Stored items from a collection
BEGIN

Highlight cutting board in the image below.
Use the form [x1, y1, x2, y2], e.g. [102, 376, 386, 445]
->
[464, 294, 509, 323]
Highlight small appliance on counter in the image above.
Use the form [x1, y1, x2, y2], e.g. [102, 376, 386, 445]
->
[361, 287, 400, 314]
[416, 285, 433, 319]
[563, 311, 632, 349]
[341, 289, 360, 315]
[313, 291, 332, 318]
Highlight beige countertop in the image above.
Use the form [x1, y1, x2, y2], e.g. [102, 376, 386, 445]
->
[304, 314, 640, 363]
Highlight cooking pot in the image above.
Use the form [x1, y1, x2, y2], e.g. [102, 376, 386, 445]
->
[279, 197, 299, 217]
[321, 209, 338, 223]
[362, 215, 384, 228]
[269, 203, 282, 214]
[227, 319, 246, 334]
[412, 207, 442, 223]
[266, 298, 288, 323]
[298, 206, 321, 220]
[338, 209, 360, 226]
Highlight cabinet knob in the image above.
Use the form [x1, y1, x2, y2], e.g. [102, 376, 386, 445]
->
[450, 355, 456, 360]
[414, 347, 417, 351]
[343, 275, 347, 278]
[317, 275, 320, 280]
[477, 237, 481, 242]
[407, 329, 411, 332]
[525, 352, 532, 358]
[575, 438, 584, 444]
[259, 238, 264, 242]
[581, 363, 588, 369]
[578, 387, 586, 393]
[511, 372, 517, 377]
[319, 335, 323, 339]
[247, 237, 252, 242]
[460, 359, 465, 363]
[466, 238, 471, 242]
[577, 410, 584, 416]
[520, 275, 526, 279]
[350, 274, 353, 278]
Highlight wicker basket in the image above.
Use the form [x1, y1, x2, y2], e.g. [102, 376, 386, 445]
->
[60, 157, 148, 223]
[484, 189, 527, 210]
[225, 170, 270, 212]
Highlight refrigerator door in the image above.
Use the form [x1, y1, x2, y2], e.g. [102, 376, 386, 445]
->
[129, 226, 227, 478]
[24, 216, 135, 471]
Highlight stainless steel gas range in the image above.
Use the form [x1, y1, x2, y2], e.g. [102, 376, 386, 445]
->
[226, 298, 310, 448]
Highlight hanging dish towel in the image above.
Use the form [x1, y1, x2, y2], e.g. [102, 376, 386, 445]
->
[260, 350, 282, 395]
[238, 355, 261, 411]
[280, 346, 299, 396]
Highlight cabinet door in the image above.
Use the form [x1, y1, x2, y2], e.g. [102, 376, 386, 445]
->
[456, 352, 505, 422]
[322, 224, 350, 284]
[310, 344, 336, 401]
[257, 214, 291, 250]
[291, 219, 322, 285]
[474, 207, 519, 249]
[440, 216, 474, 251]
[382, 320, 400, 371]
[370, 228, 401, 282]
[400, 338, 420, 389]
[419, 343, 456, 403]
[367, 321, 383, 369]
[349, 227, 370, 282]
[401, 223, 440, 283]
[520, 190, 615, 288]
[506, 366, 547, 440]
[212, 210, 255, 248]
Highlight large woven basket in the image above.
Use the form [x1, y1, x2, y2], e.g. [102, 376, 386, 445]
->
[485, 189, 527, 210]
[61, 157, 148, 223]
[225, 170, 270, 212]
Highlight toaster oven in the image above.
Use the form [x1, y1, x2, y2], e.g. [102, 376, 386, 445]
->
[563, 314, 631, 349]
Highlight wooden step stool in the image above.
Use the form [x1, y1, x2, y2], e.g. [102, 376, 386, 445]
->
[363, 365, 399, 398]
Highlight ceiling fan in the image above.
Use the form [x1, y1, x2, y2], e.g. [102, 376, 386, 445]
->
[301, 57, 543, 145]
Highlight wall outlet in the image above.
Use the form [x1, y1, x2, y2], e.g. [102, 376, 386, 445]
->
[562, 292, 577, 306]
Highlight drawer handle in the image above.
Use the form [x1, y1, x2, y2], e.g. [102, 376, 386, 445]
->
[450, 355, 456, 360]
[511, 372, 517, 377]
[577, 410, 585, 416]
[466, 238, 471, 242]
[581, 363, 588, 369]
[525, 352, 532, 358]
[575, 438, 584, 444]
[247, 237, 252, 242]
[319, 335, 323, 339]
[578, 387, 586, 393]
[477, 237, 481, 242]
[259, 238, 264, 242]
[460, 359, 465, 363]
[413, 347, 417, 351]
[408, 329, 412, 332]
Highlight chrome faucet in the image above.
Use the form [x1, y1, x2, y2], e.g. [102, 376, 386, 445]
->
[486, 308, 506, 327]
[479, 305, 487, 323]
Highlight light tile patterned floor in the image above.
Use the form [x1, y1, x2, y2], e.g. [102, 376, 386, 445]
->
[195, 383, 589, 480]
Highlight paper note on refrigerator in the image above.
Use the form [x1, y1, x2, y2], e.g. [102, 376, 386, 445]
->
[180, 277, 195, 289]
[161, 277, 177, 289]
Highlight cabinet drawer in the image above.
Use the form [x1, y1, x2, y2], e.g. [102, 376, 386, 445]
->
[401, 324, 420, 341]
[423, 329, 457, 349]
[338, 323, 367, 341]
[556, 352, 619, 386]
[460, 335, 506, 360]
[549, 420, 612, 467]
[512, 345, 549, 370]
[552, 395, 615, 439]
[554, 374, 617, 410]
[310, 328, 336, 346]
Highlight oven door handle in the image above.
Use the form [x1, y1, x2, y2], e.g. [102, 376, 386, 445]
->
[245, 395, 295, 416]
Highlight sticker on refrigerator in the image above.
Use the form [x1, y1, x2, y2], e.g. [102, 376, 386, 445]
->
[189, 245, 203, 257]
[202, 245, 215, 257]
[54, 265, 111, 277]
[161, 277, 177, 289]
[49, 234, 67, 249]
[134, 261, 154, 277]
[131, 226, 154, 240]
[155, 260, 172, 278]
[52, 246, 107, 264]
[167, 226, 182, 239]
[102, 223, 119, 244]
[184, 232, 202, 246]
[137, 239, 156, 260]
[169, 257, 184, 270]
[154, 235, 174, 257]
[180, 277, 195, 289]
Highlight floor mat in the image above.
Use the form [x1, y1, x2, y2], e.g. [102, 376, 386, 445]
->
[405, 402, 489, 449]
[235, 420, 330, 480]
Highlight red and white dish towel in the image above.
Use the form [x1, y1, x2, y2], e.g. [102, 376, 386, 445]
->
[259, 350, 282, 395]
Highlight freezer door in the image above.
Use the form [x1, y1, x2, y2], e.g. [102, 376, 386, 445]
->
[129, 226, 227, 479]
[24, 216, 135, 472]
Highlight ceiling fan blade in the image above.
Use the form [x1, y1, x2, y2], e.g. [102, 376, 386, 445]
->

END

Task details - Set down the records above once more, exactly as they stand.

Your response -
Highlight cutting board in the image below.
Use the form [x1, y1, x2, y2], e.g. [102, 376, 386, 445]
->
[464, 294, 509, 323]
Highlight small appliance on counter in the image above.
Use the form [x1, y1, x2, y2], e.g. [102, 376, 386, 445]
->
[361, 287, 400, 314]
[416, 285, 433, 319]
[563, 311, 632, 349]
[341, 289, 360, 315]
[313, 291, 332, 318]
Highlight beige countertop in the image above.
Use the form [x1, y1, x2, y2], e.g. [102, 376, 386, 445]
->
[304, 314, 640, 363]
Highlight cooking pot in the image above.
Use the form [x1, y1, x2, y2], e.g. [102, 376, 386, 445]
->
[279, 197, 299, 217]
[321, 209, 338, 223]
[362, 215, 384, 228]
[269, 203, 282, 214]
[227, 319, 246, 334]
[412, 207, 442, 223]
[266, 298, 288, 323]
[298, 206, 321, 220]
[338, 209, 360, 226]
Highlight cabinet knob in the image above.
Use the form [x1, y1, x2, y2], e.g. [102, 376, 386, 445]
->
[450, 355, 456, 360]
[414, 347, 417, 351]
[343, 275, 347, 278]
[317, 275, 320, 280]
[477, 237, 481, 242]
[407, 329, 411, 332]
[525, 352, 532, 358]
[575, 438, 584, 444]
[259, 238, 264, 242]
[581, 363, 588, 369]
[578, 387, 586, 393]
[511, 372, 517, 377]
[319, 335, 323, 339]
[247, 237, 252, 242]
[460, 359, 465, 363]
[466, 238, 471, 242]
[577, 410, 584, 416]
[520, 275, 526, 279]
[350, 274, 353, 278]
Highlight wicker basket in the image above.
Use the form [x1, y1, x2, y2], e.g. [102, 376, 386, 445]
->
[60, 157, 148, 223]
[484, 189, 527, 210]
[225, 170, 270, 212]
Highlight refrigerator door in the image above.
Use the form [x1, y1, x2, y2], e.g. [102, 376, 386, 445]
->
[129, 226, 227, 478]
[24, 216, 135, 471]
Highlight stainless steel gas range in the image above.
Use the form [x1, y1, x2, y2], e.g. [102, 376, 386, 445]
->
[226, 298, 310, 448]
Highlight hanging dish towel in the image above.
Use the form [x1, y1, x2, y2], e.g. [102, 376, 386, 445]
->
[260, 350, 282, 395]
[238, 355, 261, 411]
[280, 346, 299, 396]
Highlight cabinet door in the image above.
Use the form [x1, y1, x2, y2], e.g. [102, 376, 386, 445]
->
[456, 352, 505, 422]
[322, 224, 350, 284]
[310, 344, 336, 401]
[257, 214, 291, 250]
[291, 219, 322, 285]
[474, 207, 519, 249]
[440, 216, 474, 251]
[382, 320, 400, 371]
[370, 228, 401, 282]
[400, 338, 420, 389]
[419, 343, 456, 403]
[367, 321, 383, 369]
[349, 227, 370, 282]
[401, 223, 440, 283]
[520, 190, 615, 288]
[506, 366, 547, 440]
[212, 210, 255, 248]
Highlight large woven basket in the image above.
Use the form [x1, y1, x2, y2], e.g. [102, 376, 386, 445]
->
[485, 189, 527, 210]
[61, 157, 148, 223]
[225, 170, 270, 212]
Highlight toaster oven in the image above.
Use the form [x1, y1, x2, y2], e.g. [102, 376, 386, 445]
->
[563, 314, 631, 349]
Highlight wooden step stool in the image above.
Use the form [x1, y1, x2, y2], e.g. [102, 376, 386, 445]
->
[363, 365, 399, 398]
Highlight ceiling fan in the image above.
Use the form [x1, y1, x2, y2], e.g. [102, 376, 386, 445]
->
[301, 57, 543, 145]
Highlight wall outlet in the image above.
Use the form [x1, y1, x2, y2], e.g. [102, 376, 386, 445]
->
[562, 292, 577, 306]
Highlight drawer handle in the image above.
Use the form [x1, y1, x2, y2], e.g. [102, 376, 386, 445]
->
[450, 355, 456, 360]
[511, 372, 517, 377]
[577, 410, 585, 416]
[466, 238, 471, 242]
[581, 363, 588, 369]
[525, 352, 532, 358]
[575, 438, 584, 444]
[247, 237, 252, 242]
[319, 335, 323, 339]
[578, 387, 586, 393]
[477, 237, 481, 242]
[259, 238, 264, 242]
[460, 359, 465, 363]
[413, 347, 417, 351]
[408, 329, 412, 332]
Highlight chrome faucet in the image above.
Use the form [x1, y1, x2, y2], e.g. [102, 376, 386, 445]
->
[486, 308, 506, 327]
[479, 305, 487, 323]
Highlight light tile patterned floor in the image above.
Use the form [x1, y1, x2, y2], e.g. [102, 376, 386, 445]
->
[195, 383, 589, 480]
Highlight paper note on refrigerator in the image above.
Use the form [x1, y1, x2, y2], e.g. [102, 376, 386, 445]
->
[180, 277, 195, 289]
[161, 277, 177, 289]
Highlight cabinet drawer in the image above.
Use the form [x1, y1, x2, y2], e.g. [102, 376, 386, 445]
->
[401, 324, 420, 341]
[423, 329, 457, 349]
[338, 323, 367, 341]
[556, 352, 619, 386]
[460, 335, 506, 360]
[549, 420, 612, 467]
[512, 345, 549, 370]
[552, 395, 615, 439]
[554, 374, 617, 410]
[310, 328, 336, 346]
Highlight oven door handle in the image above.
Use the form [x1, y1, x2, y2], e.g. [102, 376, 386, 445]
->
[245, 395, 295, 416]
Highlight sticker on refrigerator in the image above.
Use the form [x1, y1, x2, y2], e.g. [102, 376, 386, 445]
->
[189, 245, 203, 257]
[202, 245, 215, 257]
[54, 265, 111, 277]
[161, 277, 177, 289]
[49, 234, 67, 249]
[134, 261, 154, 277]
[131, 226, 154, 240]
[155, 260, 172, 278]
[52, 246, 107, 264]
[167, 226, 182, 239]
[102, 223, 119, 244]
[184, 232, 202, 246]
[137, 239, 156, 260]
[169, 257, 184, 270]
[154, 235, 174, 257]
[180, 277, 195, 289]
Highlight floor mat in the image above.
Use the form [x1, y1, x2, y2], e.g. [102, 376, 386, 445]
->
[405, 402, 489, 449]
[235, 420, 330, 480]
Highlight red and white dish towel in the image above.
Use the form [x1, y1, x2, y2], e.g. [102, 376, 386, 445]
->
[259, 350, 282, 395]
Highlight freezer door in the image above.
Use the form [x1, y1, x2, y2], e.g. [102, 376, 386, 445]
->
[129, 226, 227, 479]
[24, 216, 135, 472]
Highlight ceiling fan blade in the image above.
Use the form [x1, y1, x2, y2], e.g. [102, 376, 386, 445]
->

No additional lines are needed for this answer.